▶ Task instructions
Print out every entry that follows, exactly as written.

▶ Material supplied
....

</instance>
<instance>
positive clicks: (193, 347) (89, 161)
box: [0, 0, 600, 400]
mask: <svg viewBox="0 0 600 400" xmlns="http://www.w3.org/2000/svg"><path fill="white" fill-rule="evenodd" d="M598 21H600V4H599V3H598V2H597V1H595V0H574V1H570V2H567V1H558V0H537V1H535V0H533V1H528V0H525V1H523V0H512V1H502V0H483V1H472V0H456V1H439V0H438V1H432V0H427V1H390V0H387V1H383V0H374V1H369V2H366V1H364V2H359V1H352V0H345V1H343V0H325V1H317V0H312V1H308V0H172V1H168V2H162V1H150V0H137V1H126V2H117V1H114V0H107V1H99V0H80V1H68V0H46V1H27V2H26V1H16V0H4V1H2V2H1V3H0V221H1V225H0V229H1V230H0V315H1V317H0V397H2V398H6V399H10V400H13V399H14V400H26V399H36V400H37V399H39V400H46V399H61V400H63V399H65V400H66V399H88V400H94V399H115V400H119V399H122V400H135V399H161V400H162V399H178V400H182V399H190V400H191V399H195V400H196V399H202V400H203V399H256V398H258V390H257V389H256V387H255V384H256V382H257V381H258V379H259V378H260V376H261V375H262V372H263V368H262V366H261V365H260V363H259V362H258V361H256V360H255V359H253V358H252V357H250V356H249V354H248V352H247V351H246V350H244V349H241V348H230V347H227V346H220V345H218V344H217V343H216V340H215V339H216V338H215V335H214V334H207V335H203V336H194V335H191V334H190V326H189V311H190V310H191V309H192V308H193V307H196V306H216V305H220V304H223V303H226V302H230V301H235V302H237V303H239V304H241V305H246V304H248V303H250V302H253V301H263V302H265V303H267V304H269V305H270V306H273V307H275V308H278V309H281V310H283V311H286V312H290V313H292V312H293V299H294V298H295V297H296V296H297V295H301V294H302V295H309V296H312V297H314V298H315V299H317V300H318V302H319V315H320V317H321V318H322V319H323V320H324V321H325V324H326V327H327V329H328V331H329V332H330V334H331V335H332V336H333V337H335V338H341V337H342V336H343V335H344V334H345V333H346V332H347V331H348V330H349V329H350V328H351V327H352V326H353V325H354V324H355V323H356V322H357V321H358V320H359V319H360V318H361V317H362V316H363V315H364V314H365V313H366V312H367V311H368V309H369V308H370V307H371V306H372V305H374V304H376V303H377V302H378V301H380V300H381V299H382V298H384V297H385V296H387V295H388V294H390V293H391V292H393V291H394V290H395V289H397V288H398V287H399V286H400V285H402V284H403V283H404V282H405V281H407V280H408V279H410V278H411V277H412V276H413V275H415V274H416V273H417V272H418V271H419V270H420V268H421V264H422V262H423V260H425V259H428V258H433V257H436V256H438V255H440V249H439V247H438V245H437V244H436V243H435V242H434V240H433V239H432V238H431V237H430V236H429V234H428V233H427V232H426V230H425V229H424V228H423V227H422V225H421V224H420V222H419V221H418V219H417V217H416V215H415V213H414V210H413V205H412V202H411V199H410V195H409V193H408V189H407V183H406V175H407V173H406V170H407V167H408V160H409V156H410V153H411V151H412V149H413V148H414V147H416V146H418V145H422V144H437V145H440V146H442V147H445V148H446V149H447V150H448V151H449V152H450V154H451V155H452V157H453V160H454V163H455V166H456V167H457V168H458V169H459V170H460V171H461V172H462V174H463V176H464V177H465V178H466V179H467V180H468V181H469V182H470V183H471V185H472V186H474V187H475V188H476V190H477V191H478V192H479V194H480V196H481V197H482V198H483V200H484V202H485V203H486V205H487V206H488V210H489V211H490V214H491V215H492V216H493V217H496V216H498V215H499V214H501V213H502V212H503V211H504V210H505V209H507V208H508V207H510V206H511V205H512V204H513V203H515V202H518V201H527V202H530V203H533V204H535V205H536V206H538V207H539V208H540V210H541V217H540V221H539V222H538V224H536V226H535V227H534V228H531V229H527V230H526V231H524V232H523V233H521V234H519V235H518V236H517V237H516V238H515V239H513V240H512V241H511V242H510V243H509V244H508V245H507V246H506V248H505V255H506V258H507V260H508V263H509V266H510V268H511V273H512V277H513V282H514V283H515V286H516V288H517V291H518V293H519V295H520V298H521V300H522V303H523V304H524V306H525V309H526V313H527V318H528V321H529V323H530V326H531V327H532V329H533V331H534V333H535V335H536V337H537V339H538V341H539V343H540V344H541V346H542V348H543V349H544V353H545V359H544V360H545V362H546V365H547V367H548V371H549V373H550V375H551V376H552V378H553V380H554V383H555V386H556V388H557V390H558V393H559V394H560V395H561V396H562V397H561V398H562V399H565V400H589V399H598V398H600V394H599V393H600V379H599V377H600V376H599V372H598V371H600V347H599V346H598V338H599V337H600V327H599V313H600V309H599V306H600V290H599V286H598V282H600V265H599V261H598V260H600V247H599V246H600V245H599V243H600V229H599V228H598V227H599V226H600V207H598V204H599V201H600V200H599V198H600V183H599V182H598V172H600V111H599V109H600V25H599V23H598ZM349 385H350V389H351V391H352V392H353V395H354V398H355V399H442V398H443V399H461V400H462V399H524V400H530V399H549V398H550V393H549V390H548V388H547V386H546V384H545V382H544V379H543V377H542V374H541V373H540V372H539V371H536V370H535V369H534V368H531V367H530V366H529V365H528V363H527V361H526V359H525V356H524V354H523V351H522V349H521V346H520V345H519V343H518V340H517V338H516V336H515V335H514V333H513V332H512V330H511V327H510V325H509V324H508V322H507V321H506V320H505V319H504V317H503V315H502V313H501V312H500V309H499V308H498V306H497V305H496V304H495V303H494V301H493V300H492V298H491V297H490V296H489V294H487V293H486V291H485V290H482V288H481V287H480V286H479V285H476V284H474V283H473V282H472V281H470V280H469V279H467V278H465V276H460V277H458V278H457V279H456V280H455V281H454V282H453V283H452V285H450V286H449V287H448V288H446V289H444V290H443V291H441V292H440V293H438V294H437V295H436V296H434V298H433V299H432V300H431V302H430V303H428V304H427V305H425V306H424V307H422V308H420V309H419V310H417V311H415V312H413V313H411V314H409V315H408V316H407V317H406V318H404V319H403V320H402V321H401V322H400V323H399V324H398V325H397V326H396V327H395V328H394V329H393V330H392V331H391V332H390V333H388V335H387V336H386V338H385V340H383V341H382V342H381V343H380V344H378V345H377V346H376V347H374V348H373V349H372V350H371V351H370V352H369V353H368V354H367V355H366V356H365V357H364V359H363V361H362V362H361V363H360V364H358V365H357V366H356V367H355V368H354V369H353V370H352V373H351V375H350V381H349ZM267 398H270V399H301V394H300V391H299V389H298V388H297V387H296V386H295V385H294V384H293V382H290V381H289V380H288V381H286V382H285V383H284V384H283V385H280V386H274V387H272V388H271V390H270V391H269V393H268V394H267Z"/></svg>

....

▶ Expected answer
</instance>
<instance>
positive clicks: (193, 347) (89, 161)
box: [0, 0, 600, 400]
mask: <svg viewBox="0 0 600 400" xmlns="http://www.w3.org/2000/svg"><path fill="white" fill-rule="evenodd" d="M598 21H600V4H599V3H598V2H597V1H595V0H574V1H570V2H567V1H558V0H537V1H535V0H533V1H528V0H525V1H523V0H512V1H502V0H483V1H472V0H456V1H439V0H438V1H432V0H427V1H390V0H387V1H383V0H374V1H369V2H366V1H364V2H359V1H352V0H345V1H343V0H325V1H317V0H312V1H308V0H172V1H168V2H162V1H150V0H137V1H126V2H117V1H114V0H107V1H99V0H80V1H68V0H46V1H27V2H26V1H16V0H4V1H2V2H1V3H0V221H1V225H0V229H1V230H0V315H1V317H0V397H2V398H6V399H10V400H13V399H14V400H26V399H36V400H37V399H39V400H46V399H61V400H63V399H65V400H66V399H88V400H94V399H115V400H119V399H122V400H135V399H161V400H162V399H178V400H182V399H190V400H191V399H195V400H196V399H202V400H203V399H256V398H258V390H257V389H256V387H255V384H256V382H257V381H258V379H259V378H260V376H261V375H262V372H263V368H262V366H261V365H260V363H259V362H258V361H256V360H255V359H253V358H252V357H250V356H249V354H248V352H247V351H246V350H244V349H241V348H230V347H227V346H220V345H218V344H217V343H216V340H215V339H216V338H215V335H214V334H207V335H203V336H194V335H191V334H190V326H189V311H190V310H191V309H192V308H193V307H196V306H216V305H220V304H223V303H226V302H230V301H235V302H237V303H239V304H241V305H246V304H248V303H250V302H253V301H263V302H265V303H267V304H269V305H270V306H273V307H275V308H278V309H281V310H283V311H286V312H290V313H292V312H293V299H294V298H295V297H296V296H297V295H301V294H302V295H309V296H312V297H314V298H315V299H317V300H318V302H319V315H320V317H321V318H322V319H323V320H324V321H325V324H326V327H327V329H328V331H329V332H330V334H331V335H332V336H333V337H335V338H341V337H342V336H343V335H344V334H345V333H346V332H347V331H348V330H349V329H350V328H351V327H352V326H353V325H354V324H355V323H356V322H357V321H358V320H359V319H360V318H361V317H362V316H363V315H364V314H365V313H366V312H367V311H368V309H369V308H370V307H371V306H372V305H374V304H376V303H377V302H378V301H380V300H381V299H382V298H384V297H385V296H387V295H388V294H390V293H391V292H393V291H394V290H395V289H397V288H398V287H399V286H400V285H402V284H403V283H404V282H405V281H407V280H408V279H410V278H411V277H412V276H413V275H415V274H416V273H417V272H418V271H419V270H420V268H421V264H422V262H423V260H425V259H428V258H433V257H436V256H438V255H440V249H439V247H438V245H437V244H436V243H435V242H434V240H433V239H432V238H431V237H430V236H429V234H428V233H427V232H426V230H425V229H424V228H423V227H422V225H421V224H420V222H419V221H418V219H417V217H416V215H415V213H414V210H413V205H412V202H411V199H410V195H409V193H408V189H407V183H406V175H407V173H406V170H407V167H408V160H409V156H410V153H411V151H412V149H413V148H414V147H416V146H418V145H422V144H437V145H440V146H442V147H445V148H446V149H447V150H448V151H449V152H450V154H451V155H452V157H453V160H454V163H455V166H456V167H457V168H458V169H459V170H460V171H461V172H462V174H463V176H464V177H465V178H466V179H467V180H468V181H469V182H470V183H471V185H472V186H474V187H475V188H476V190H477V191H478V192H479V194H480V196H481V197H482V198H483V200H484V202H485V203H486V205H487V206H488V210H489V211H490V214H491V215H492V216H493V217H496V216H498V215H499V214H501V213H502V212H503V211H504V210H505V209H507V208H508V207H510V206H511V205H512V204H513V203H515V202H518V201H527V202H530V203H533V204H535V205H536V206H538V207H539V208H540V210H541V217H540V221H539V222H538V224H536V226H535V227H534V228H531V229H527V230H526V231H524V232H523V233H521V234H519V235H518V236H517V237H516V238H515V239H513V240H512V241H511V242H510V243H509V244H508V245H507V246H506V248H505V255H506V258H507V260H508V263H509V266H510V268H511V273H512V277H513V282H514V283H515V286H516V288H517V291H518V293H519V295H520V298H521V300H522V303H523V304H524V306H525V309H526V313H527V318H528V321H529V323H530V326H531V327H532V329H533V331H534V333H535V335H536V337H537V339H538V341H539V343H540V344H541V346H542V348H543V349H544V353H545V359H544V360H545V362H546V365H547V367H548V371H549V373H550V375H551V376H552V378H553V380H554V383H555V386H556V388H557V390H558V393H559V394H560V395H561V396H562V397H561V398H562V399H565V400H589V399H598V398H600V394H599V393H600V379H599V377H600V376H599V372H598V371H600V347H599V346H598V338H599V337H600V327H599V313H600V309H599V306H600V290H599V286H598V282H600V265H599V261H598V260H600V247H599V246H600V245H599V243H600V229H599V228H598V227H599V226H600V207H598V204H599V201H600V200H599V198H600V183H599V182H598V172H600V111H599V109H600V25H599V23H598ZM349 385H350V389H351V391H352V392H353V395H354V398H355V399H442V398H443V399H461V400H462V399H524V400H530V399H549V398H550V393H549V390H548V388H547V386H546V384H545V382H544V379H543V377H542V374H541V373H540V372H539V371H536V370H535V369H534V368H531V367H530V366H529V365H528V363H527V361H526V359H525V356H524V354H523V351H522V349H521V346H520V345H519V343H518V340H517V338H516V336H515V335H514V333H513V332H512V330H511V327H510V325H509V324H508V322H507V321H506V320H505V319H504V317H503V315H502V313H501V312H500V309H499V308H498V306H497V305H496V304H495V303H494V301H493V300H492V298H491V297H490V296H489V294H487V293H486V291H485V290H482V288H481V287H480V286H479V285H476V284H474V283H473V282H472V281H470V280H469V279H467V278H465V276H460V277H458V278H457V279H456V280H455V281H454V282H453V283H452V285H450V286H449V287H448V288H446V289H444V290H443V291H441V292H440V293H438V294H437V295H436V296H434V298H433V299H432V300H431V302H430V303H428V304H427V305H425V306H424V307H422V308H420V309H419V310H417V311H415V312H413V313H411V314H409V315H408V316H407V317H406V318H404V319H403V320H402V321H401V322H400V323H399V324H398V325H397V326H396V327H395V328H394V329H393V330H392V331H391V332H390V333H388V335H387V336H386V338H385V340H383V341H382V342H381V343H380V344H378V345H377V346H376V347H374V348H373V349H372V350H371V351H370V352H369V353H368V354H367V355H366V356H365V357H364V359H363V361H362V362H361V363H360V364H358V365H357V366H356V367H355V368H354V369H353V370H352V373H351V375H350V381H349ZM267 398H270V399H301V394H300V391H299V389H298V388H297V387H296V386H295V385H294V384H293V382H290V381H289V380H288V381H286V382H285V383H284V384H283V385H280V386H274V387H272V388H271V390H270V391H269V393H268V394H267Z"/></svg>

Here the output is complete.